• **出典**

______________________________

充実のI/O群を備えたフル・デジタル16トラックのHDレコーダー

FOSTEXVF-16

先ごろ、FOSTEXはユニークでコスト・パフォーマンスの高い単体のデジタル・ミキサーVM200とデジタル・レコーダーVR800を発表し、初心者ユーザーにもミキサーとレコーダーがセパレート式であることによる機能性やワイアリング自由度の向上、便利さを身近なものにしてくれた。そして今回、その2機種の優れたところとユニークなアイディアを満載したミキサー一体型デジタルMTR、VF-16が発売。ただしVF-16はただのミキサー一体型MTRではない。16トラックの同時録音再生が可能となり従来のデジタルMTRのフィジカルな編集性能はもちろん、ミキサーの自由度を追求した非常に高性能なミキサー一体型HDRだ。

______________________________

• **提供資料**
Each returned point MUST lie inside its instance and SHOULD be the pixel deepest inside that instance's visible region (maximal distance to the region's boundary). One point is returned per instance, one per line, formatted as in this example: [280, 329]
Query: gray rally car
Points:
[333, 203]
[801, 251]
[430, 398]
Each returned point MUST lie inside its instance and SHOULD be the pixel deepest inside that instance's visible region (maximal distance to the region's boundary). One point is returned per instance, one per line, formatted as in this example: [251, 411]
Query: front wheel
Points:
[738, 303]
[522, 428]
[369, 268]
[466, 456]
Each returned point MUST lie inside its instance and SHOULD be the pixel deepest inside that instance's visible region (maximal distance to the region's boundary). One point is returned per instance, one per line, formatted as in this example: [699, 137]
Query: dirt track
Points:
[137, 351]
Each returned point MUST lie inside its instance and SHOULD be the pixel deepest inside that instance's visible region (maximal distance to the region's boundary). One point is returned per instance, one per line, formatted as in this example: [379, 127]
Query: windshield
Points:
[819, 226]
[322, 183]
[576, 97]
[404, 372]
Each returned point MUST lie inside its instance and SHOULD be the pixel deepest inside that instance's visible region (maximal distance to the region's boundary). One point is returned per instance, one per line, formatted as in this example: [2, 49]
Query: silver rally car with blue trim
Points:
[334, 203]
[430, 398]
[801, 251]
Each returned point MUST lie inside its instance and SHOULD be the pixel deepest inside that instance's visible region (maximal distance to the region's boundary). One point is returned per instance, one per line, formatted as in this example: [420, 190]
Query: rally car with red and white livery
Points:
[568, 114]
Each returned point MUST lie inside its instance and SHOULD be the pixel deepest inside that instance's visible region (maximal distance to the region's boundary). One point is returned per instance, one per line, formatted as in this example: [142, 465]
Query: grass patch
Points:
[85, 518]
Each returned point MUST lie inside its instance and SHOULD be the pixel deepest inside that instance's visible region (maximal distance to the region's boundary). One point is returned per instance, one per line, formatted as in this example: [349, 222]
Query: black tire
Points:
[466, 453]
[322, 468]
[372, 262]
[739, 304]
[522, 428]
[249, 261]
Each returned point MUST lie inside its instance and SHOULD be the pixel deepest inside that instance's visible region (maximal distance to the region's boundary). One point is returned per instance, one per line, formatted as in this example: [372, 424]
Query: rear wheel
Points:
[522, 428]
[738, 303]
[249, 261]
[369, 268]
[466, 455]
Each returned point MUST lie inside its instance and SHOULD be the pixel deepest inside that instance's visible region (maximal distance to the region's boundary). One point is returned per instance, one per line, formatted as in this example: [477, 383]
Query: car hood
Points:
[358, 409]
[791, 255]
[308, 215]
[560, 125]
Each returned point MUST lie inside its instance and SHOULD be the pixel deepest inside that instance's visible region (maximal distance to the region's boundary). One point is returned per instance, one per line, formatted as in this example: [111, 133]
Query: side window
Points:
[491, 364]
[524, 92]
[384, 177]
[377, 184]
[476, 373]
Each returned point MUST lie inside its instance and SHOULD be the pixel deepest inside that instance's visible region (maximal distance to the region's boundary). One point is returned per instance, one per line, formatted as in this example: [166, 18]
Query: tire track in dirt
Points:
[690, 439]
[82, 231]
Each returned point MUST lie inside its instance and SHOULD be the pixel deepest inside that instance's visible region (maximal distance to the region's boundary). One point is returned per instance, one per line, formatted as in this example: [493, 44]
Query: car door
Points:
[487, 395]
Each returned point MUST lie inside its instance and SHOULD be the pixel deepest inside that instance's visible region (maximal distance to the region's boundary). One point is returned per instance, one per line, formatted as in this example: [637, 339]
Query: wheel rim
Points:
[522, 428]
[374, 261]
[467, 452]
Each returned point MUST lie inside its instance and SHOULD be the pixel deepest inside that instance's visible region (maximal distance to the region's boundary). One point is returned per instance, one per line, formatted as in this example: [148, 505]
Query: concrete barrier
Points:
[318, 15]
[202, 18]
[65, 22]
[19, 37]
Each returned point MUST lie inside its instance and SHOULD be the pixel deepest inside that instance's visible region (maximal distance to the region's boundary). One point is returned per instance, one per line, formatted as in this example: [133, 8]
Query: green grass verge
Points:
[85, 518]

______________________________

出典によると、VF-16では何トラックの同時録音再生ができますか。 資料は出典とは別のところから集められたものです。

16トラックです。